_What you will do_
1/ In the passage about Anpanman's author below, what led Yanase to question the idea that the winning side in a war is always justified? Answer in one to three sentences.
2/ Using the passage about Anpanman's author below, decide whether each statement agrees with it: (a) Makoto Amano has worked with Yanase over the years. (b) Anpanman feeds those in need with pieces of his cape. (c) Yanase was a late-blooming manga artist. For each, answer yes or no and quote the deciding words.

_Given passage_
————
This month marked the centenary of the birth of Anpanman's author, Takashi Yanase, a late-blooming manga artist who is also remembered for his believe in righteousness and his generosity in helping others in need.
Makoto Amano, an adviser at publisher Froebel-Kan Co.'s Anpanman division who has worked with Yanase over the years, said, "Through his own experience of serving in the (Japanese) military in China, Mr. Yanase came to question the concept of war in which the winning side is always justified and he contemplated what really is justice and righteousness."
Amano believes that Yanase, knowing firsthand what it was like to suffer from hunger during wartime, probably concluded that the absolute righteousness would be someone like Anpanman, who would offer part of his own body to help those who are starving.
In the cartoon, Anpanman breaks off pieces of his face to feed those in need and will go anywhere -- using his superhero flying cape -- to help anyone in trouble.
————
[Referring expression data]
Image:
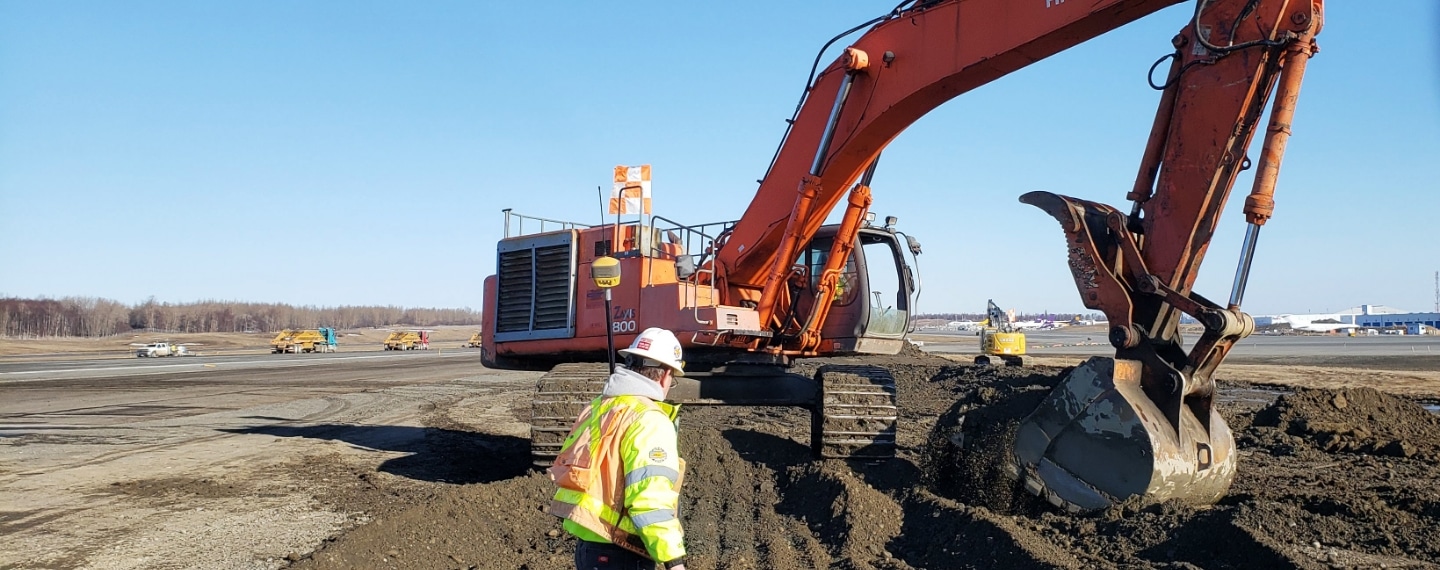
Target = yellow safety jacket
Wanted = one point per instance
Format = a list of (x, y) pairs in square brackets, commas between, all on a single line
[(619, 474)]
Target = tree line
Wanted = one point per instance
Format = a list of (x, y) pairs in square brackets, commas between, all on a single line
[(95, 317)]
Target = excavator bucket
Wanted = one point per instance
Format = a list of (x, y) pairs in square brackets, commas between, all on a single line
[(1098, 439)]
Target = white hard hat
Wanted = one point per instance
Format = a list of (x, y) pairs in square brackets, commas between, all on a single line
[(658, 346)]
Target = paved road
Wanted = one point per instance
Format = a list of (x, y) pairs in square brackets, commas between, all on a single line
[(30, 370)]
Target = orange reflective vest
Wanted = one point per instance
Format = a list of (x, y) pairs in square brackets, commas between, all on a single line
[(619, 474)]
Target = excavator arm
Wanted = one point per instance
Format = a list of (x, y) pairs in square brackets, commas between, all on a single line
[(1141, 423), (916, 58)]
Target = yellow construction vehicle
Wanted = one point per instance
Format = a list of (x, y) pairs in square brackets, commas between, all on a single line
[(1000, 340), (408, 340), (310, 340)]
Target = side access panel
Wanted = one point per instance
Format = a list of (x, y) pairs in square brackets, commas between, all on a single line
[(536, 287)]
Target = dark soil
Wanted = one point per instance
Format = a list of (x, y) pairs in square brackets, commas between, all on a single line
[(1321, 484)]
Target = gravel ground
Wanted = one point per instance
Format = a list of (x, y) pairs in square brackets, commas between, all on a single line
[(422, 464)]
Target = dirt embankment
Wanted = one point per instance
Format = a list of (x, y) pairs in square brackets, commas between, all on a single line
[(1326, 478)]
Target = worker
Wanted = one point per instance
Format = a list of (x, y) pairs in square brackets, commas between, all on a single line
[(619, 469)]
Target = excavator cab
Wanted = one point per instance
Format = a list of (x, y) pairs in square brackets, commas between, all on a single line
[(870, 308)]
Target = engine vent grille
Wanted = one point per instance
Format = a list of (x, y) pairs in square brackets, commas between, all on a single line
[(536, 287)]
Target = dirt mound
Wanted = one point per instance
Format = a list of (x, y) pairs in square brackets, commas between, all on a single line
[(755, 498), (1357, 421)]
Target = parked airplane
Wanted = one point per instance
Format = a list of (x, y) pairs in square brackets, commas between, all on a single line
[(160, 349)]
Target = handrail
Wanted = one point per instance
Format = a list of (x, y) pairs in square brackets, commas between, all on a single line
[(699, 245), (520, 229)]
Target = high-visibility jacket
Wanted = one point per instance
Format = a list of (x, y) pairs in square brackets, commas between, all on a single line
[(619, 474)]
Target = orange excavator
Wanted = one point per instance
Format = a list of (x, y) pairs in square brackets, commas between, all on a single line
[(749, 297)]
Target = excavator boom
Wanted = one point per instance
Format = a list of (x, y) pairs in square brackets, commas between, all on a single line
[(910, 62), (1142, 423)]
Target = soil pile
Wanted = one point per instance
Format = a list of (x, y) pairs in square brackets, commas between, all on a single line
[(1355, 421), (755, 498)]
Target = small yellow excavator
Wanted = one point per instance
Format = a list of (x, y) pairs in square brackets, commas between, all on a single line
[(1000, 340)]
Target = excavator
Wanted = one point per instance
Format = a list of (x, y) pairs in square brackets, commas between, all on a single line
[(1000, 338), (750, 297)]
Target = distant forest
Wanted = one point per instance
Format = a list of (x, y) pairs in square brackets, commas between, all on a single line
[(92, 317)]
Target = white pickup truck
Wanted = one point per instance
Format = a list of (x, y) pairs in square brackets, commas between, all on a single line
[(159, 350)]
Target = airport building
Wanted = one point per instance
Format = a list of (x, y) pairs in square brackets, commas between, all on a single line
[(1413, 321), (1357, 317)]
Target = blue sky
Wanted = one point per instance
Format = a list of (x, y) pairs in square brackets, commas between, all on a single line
[(359, 153)]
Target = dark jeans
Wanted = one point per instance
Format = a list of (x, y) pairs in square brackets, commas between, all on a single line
[(599, 556)]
————
_List of answers_
1/ Yanase's own experience of serving in the Japanese military in China led him to question that idea. It also led him to think about what justice and righteousness really are.

2/
(a) Yes: "who has worked with Yanase over the years"
(b) No: "Anpanman breaks off pieces of his face to feed those in need"
(c) Yes: "a late-blooming manga artist"